## WORK REQUEST
From the court footnotes on insurance coverage below, echo word for word the passage starting at "[2] As discussed" and ending at "791 n.98 (1999).".
━━ SELECTED EXCERPT ━━
John A. Dooley, Associate Justice

 



[1]  The record indicates that two other policies, covering the period between July 18, 1992 and July 18, 1994, have been discovered, but these policies contain pollution exclusion clauses.

[2] As discussed infra, ¶ 12, the description “joint and several liability” is a misnomer when applied to insurance coverage.  See Boston Gas Co. v. Century Indem. Co., 910 N.E.2d 290, 301 n.24 (Mass. 2009); J. Stempel, Domtar Baby: Misplaced Notions of Equitable Apportionment Create a Thicket of Potential Unfairness for Insurance Policyholders, 25 Wm. Mitchell L. Rev. 769, 791 n.98 (1999).

[3]  The actual allocation was done based on a count of the number of days of the exposure and the aggregate policy periods.  See Towns, 2008 VT 98, ¶ 6 n.2.

[4]  Despite the State’s characterization of the pollution coverage endorsement as providing coverage on a claims-made basis, we note that the endorsement to which the State refers is actually titled “Commercial General Liability Coverage Form (Occurrence Version),” and it includes specific occurrence-based coverage language: “The insurance applies to ‘bodily injury’ and ‘property damage’ only if:  (1) The ‘bodily injury’ or ‘property damage’ is caused by an ‘occurrence’ that takes place in the ‘coverage territory’; (2) The ‘bodily injury’ or ‘property damage’ occurs during the policy period.”  Thus, not only does the endorsement limit coverage to claims “first made against any insured . . . during the policy period,” but it also appears to limit coverage by requiring that the claim relate to damage that occurred during the policy period.
━━━
━━ PROVIDED DATA ━━
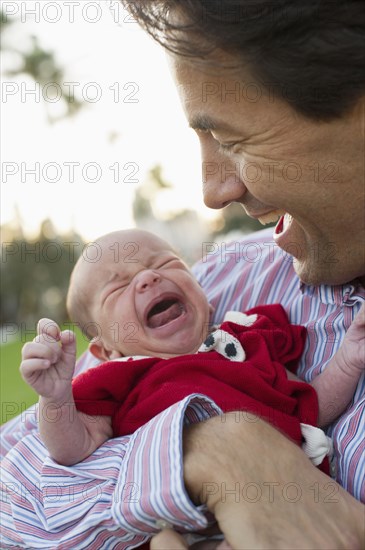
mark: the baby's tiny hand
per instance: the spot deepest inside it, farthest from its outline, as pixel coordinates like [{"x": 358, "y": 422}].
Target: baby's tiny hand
[{"x": 49, "y": 361}]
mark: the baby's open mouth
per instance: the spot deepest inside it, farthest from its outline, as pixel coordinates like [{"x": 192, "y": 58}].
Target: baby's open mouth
[{"x": 164, "y": 312}]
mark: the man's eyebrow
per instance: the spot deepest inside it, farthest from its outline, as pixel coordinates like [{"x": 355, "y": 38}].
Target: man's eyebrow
[{"x": 203, "y": 122}]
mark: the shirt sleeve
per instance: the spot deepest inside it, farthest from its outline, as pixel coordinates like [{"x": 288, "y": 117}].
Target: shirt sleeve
[{"x": 112, "y": 499}]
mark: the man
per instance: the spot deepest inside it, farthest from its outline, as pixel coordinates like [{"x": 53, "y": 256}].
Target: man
[
  {"x": 287, "y": 141},
  {"x": 287, "y": 56}
]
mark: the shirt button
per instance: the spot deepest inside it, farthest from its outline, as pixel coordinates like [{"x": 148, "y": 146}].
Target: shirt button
[{"x": 163, "y": 524}]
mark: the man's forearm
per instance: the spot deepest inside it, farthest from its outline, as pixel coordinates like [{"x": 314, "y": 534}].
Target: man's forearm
[
  {"x": 62, "y": 430},
  {"x": 264, "y": 491}
]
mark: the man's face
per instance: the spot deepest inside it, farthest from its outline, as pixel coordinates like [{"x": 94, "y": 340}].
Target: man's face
[
  {"x": 144, "y": 298},
  {"x": 257, "y": 151}
]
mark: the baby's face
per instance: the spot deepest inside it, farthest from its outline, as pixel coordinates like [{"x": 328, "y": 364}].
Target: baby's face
[{"x": 144, "y": 298}]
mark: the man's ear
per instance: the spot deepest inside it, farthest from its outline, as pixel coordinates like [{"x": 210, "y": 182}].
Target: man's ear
[{"x": 98, "y": 350}]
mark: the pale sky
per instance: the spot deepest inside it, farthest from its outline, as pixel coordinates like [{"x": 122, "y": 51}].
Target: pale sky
[{"x": 108, "y": 56}]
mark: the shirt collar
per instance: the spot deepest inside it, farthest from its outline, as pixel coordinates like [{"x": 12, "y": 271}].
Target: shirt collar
[{"x": 348, "y": 294}]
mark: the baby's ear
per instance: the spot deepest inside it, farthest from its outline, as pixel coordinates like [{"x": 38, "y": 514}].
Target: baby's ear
[{"x": 98, "y": 350}]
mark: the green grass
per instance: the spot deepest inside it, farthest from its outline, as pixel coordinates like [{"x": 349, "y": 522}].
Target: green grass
[{"x": 15, "y": 395}]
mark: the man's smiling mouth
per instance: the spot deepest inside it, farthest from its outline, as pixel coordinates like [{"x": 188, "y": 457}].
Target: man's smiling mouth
[{"x": 164, "y": 311}]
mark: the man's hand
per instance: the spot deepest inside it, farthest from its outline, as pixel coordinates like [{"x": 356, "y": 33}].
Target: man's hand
[
  {"x": 352, "y": 350},
  {"x": 49, "y": 361},
  {"x": 263, "y": 490}
]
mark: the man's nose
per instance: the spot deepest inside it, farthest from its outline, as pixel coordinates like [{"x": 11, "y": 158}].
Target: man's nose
[
  {"x": 146, "y": 279},
  {"x": 221, "y": 178}
]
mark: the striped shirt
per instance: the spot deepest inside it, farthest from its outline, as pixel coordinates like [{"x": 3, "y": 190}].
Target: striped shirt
[{"x": 113, "y": 499}]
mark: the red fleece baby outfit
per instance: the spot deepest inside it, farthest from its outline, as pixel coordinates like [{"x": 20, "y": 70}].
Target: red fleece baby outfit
[{"x": 240, "y": 366}]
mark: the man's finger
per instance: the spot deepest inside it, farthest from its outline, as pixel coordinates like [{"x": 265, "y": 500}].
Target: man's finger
[{"x": 168, "y": 540}]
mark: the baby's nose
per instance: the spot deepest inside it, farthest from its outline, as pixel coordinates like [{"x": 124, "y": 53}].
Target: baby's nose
[{"x": 147, "y": 279}]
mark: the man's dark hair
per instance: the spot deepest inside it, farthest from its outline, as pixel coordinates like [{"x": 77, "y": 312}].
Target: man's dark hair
[{"x": 308, "y": 52}]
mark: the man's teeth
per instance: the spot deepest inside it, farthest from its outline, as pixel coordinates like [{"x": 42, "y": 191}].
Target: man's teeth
[{"x": 271, "y": 217}]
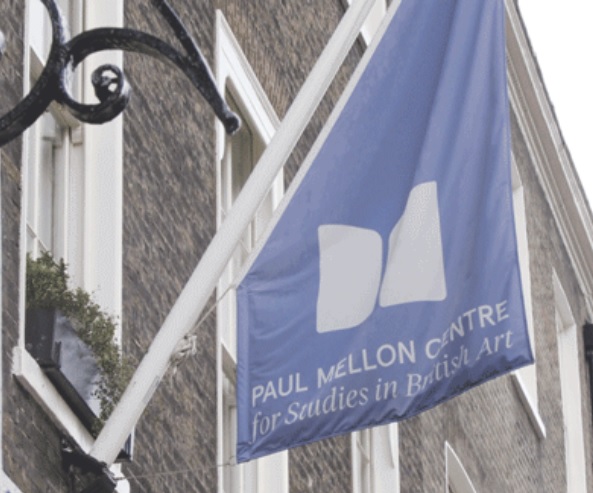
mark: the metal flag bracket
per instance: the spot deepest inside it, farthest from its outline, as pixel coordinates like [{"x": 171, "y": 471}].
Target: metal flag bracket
[{"x": 111, "y": 87}]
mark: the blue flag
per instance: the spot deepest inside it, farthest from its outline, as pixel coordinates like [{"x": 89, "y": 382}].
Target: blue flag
[{"x": 389, "y": 282}]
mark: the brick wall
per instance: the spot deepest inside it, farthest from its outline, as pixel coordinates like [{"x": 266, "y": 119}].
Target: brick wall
[{"x": 169, "y": 218}]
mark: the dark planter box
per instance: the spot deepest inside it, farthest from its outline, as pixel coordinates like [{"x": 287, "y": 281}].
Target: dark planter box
[{"x": 69, "y": 364}]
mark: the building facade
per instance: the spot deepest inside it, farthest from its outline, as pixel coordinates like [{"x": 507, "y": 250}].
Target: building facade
[{"x": 132, "y": 205}]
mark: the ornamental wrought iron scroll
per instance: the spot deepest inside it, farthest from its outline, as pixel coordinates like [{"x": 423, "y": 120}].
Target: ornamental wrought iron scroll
[{"x": 111, "y": 87}]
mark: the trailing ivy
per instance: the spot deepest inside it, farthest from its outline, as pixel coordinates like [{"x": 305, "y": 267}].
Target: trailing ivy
━━━
## RESPONSE FOR THIS EXERCISE
[2] As discussed infra, ¶ 12, the description “joint and several liability” is a misnomer when applied to insurance coverage.  See Boston Gas Co. v. Century Indem. Co., 910 N.E.2d 290, 301 n.24 (Mass. 2009); J. Stempel, Domtar Baby: Misplaced Notions of Equitable Apportionment Create a Thicket of Potential Unfairness for Insurance Policyholders, 25 Wm. Mitchell L. Rev. 769, 791 n.98 (1999).